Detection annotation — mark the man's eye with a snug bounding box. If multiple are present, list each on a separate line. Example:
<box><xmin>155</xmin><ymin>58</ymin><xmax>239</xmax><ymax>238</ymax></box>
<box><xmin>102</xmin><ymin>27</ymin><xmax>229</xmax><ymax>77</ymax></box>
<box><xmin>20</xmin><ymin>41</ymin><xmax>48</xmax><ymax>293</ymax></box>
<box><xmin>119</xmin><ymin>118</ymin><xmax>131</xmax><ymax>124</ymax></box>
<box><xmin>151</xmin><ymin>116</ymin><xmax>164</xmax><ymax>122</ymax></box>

══════

§ **Exercise instructions**
The whole listing above needs to be written out exactly.

§ **Task answer**
Detection annotation — mark the man's eye with a snug bounding box. If multiple are present, list each on a separate line. Example:
<box><xmin>155</xmin><ymin>58</ymin><xmax>239</xmax><ymax>238</ymax></box>
<box><xmin>102</xmin><ymin>27</ymin><xmax>229</xmax><ymax>77</ymax></box>
<box><xmin>20</xmin><ymin>41</ymin><xmax>48</xmax><ymax>293</ymax></box>
<box><xmin>119</xmin><ymin>118</ymin><xmax>131</xmax><ymax>124</ymax></box>
<box><xmin>151</xmin><ymin>116</ymin><xmax>164</xmax><ymax>122</ymax></box>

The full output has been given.